**INSTRUCTIONS FOR THE TASK:** Identify every line in the records below that contains the string "leaf", and reproduce each such line in full. Treat the match as case-sensitive.

-- -- --

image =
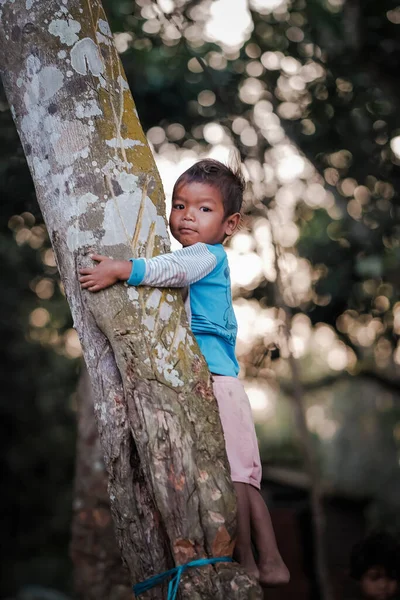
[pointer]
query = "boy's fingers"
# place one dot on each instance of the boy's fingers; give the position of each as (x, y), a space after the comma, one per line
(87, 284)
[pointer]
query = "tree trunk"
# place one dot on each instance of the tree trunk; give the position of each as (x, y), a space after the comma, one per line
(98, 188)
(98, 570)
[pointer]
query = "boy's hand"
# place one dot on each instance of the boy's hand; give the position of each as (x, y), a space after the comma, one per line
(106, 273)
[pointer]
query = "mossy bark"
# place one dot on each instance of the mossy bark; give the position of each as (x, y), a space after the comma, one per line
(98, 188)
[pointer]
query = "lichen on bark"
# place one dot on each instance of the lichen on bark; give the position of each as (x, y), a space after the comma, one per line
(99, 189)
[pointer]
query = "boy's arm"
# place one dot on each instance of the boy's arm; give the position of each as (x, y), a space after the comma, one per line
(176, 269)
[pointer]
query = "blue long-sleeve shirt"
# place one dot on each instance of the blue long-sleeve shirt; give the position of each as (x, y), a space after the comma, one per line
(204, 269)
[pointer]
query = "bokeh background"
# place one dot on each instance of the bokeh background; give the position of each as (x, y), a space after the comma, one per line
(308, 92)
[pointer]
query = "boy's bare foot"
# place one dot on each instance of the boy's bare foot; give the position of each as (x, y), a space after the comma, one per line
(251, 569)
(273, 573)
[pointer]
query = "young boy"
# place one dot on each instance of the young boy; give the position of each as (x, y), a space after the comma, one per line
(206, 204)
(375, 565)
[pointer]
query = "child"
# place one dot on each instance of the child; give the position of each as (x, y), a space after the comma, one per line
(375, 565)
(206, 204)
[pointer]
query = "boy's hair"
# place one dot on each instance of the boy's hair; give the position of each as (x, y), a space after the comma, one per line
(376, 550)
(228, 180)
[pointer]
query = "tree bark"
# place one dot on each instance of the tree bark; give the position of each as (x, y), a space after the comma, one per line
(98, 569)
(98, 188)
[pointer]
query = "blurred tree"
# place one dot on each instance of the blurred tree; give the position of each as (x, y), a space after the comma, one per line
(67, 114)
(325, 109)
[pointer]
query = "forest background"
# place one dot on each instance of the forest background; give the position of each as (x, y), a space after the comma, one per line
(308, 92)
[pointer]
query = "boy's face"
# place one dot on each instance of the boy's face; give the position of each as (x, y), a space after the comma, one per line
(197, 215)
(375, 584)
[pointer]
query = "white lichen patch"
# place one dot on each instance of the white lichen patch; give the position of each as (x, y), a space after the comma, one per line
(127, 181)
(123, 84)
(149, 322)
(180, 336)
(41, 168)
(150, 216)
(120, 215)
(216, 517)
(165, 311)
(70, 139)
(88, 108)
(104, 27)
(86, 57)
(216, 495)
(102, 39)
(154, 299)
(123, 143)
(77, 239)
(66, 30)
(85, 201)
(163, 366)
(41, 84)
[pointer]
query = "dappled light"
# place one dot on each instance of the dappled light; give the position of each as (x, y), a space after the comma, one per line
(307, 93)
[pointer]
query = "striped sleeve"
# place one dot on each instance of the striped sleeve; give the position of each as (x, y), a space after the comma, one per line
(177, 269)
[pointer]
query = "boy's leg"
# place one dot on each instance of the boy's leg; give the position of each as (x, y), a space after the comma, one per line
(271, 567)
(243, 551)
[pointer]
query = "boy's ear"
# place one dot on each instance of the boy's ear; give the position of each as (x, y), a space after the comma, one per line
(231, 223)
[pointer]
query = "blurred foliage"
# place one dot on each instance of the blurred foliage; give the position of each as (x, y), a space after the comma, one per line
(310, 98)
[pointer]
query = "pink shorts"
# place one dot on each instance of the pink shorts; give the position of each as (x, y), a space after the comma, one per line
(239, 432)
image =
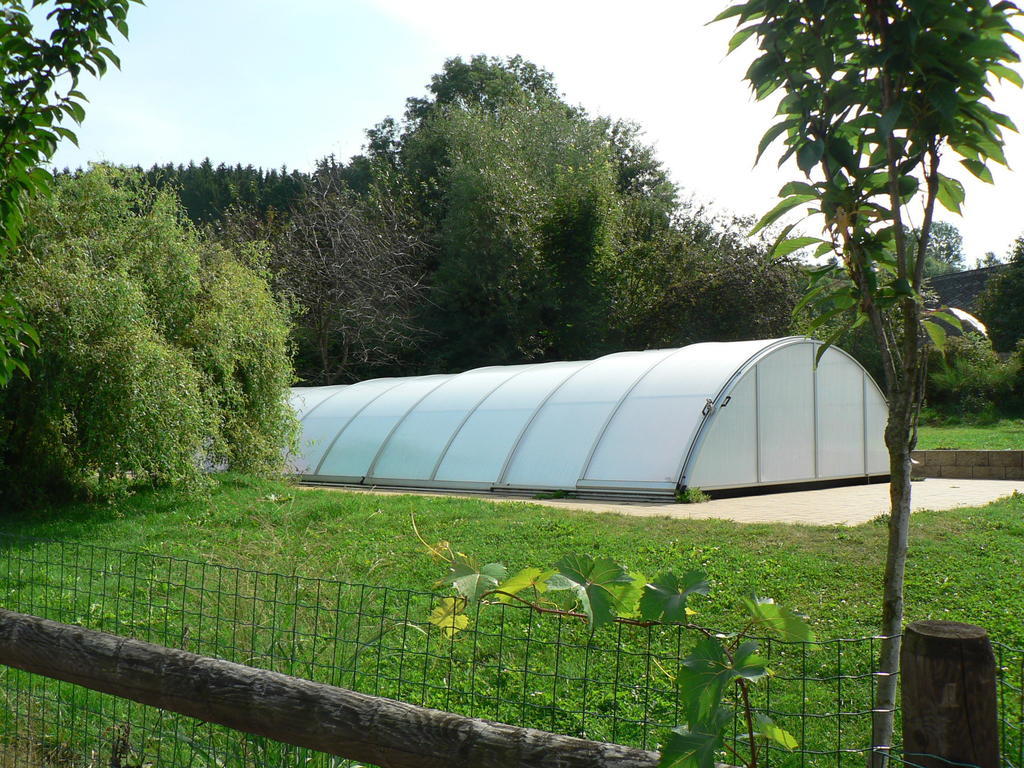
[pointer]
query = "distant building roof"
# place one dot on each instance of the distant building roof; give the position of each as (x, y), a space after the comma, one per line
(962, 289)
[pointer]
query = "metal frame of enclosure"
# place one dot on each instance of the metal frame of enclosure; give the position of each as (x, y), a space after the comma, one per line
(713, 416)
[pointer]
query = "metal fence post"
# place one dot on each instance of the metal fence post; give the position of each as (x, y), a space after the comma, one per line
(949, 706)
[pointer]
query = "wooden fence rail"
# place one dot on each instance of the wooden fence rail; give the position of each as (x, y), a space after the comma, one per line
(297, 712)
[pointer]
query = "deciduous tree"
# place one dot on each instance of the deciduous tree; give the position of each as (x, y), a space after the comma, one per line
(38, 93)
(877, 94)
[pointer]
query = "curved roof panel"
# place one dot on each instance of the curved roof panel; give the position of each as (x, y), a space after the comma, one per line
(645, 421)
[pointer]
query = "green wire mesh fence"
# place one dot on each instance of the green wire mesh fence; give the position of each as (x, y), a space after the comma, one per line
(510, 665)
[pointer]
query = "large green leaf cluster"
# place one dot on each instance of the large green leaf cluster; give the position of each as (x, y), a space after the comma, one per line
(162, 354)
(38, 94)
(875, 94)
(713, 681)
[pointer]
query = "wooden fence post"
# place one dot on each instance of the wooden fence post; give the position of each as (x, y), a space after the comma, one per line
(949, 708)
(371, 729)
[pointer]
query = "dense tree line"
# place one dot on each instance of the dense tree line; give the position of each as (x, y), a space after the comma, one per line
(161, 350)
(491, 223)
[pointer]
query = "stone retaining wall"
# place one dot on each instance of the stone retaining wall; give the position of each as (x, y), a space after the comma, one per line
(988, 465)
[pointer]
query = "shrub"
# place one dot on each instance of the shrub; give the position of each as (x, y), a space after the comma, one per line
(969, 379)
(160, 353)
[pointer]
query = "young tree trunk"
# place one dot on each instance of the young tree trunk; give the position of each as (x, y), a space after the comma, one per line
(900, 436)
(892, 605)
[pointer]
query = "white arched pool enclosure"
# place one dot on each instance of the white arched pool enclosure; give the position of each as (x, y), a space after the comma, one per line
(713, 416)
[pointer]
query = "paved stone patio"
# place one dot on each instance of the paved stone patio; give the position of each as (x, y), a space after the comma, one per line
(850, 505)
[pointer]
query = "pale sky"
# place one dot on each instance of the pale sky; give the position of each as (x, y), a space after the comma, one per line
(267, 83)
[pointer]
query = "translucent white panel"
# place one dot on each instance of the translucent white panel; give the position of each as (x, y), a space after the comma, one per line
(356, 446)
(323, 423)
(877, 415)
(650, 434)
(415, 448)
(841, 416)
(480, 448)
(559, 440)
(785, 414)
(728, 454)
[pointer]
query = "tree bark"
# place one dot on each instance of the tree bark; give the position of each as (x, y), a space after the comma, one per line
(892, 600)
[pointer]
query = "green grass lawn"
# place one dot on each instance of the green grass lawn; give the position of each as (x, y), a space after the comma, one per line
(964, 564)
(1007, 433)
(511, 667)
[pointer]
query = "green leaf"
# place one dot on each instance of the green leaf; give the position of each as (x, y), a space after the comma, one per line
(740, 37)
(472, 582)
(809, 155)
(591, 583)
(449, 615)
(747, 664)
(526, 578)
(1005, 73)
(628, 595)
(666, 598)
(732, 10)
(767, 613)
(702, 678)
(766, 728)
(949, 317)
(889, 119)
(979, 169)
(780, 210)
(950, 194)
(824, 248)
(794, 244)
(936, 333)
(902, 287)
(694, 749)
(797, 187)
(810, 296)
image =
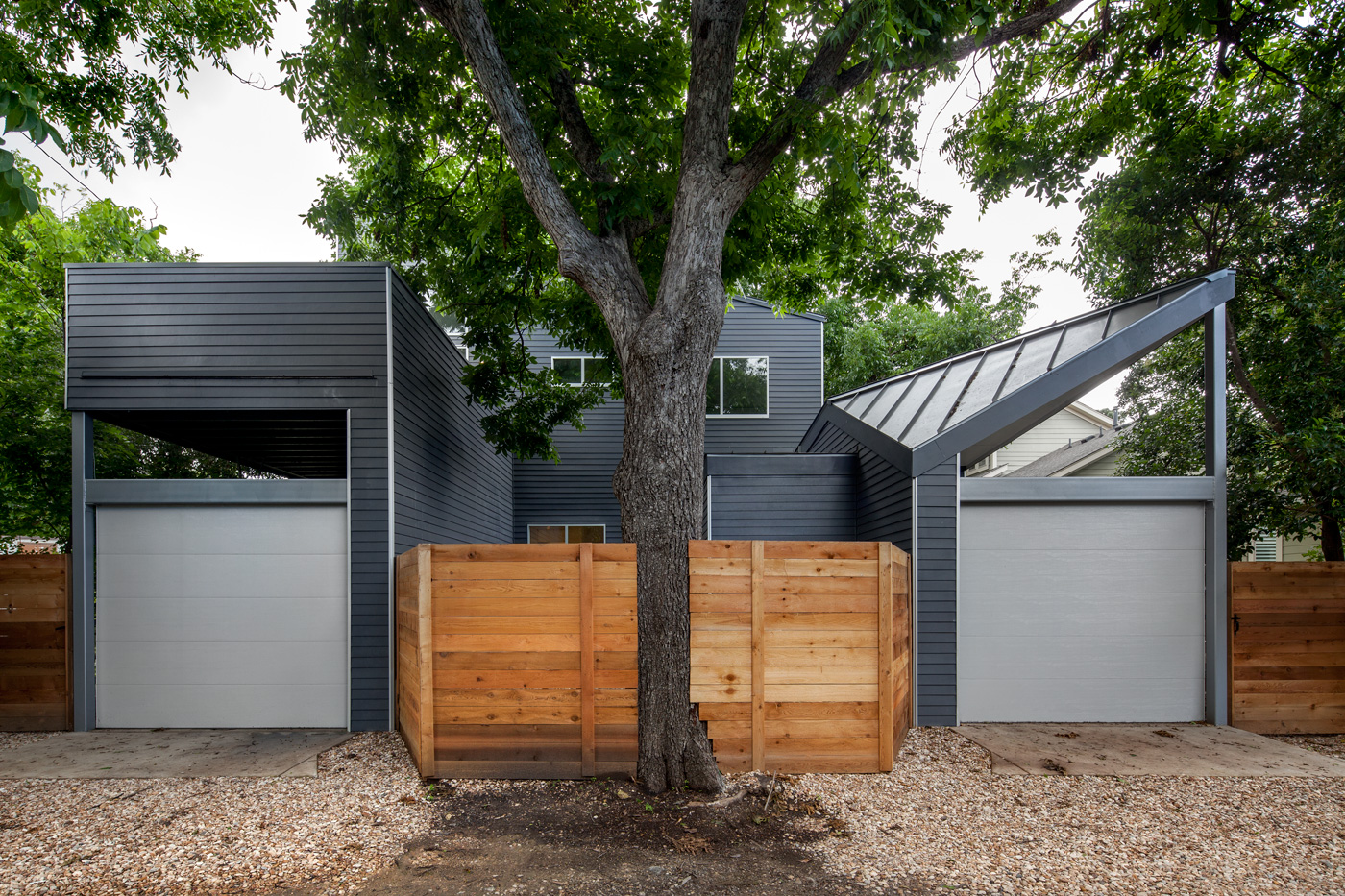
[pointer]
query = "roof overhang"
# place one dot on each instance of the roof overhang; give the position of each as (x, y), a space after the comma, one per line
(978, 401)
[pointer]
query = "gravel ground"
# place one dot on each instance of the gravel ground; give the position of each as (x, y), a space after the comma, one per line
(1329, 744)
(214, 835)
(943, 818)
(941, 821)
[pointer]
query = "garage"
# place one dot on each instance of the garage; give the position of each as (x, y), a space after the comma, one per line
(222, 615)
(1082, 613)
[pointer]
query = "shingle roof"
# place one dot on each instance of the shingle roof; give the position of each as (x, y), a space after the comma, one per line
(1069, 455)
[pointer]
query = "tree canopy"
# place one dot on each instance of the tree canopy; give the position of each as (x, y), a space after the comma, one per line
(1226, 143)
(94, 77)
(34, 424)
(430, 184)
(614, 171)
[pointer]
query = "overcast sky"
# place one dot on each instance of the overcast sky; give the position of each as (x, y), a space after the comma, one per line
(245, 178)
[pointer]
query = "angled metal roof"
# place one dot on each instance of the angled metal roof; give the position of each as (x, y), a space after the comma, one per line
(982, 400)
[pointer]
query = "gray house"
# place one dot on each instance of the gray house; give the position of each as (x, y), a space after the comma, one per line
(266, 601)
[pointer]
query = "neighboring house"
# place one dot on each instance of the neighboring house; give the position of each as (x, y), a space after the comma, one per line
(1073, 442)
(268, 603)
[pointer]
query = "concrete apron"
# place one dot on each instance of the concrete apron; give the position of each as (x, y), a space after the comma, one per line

-- -- --

**REPLY:**
query = "large green leaf cluster"
# place one dot on each instance of the large green leaf cluster; give the position of each as (x, y), a space after the comma, one per line
query = "green leaf"
# place one dot on each instance of the green leaf; give the position of each as (x, y), a space after the comma, one per line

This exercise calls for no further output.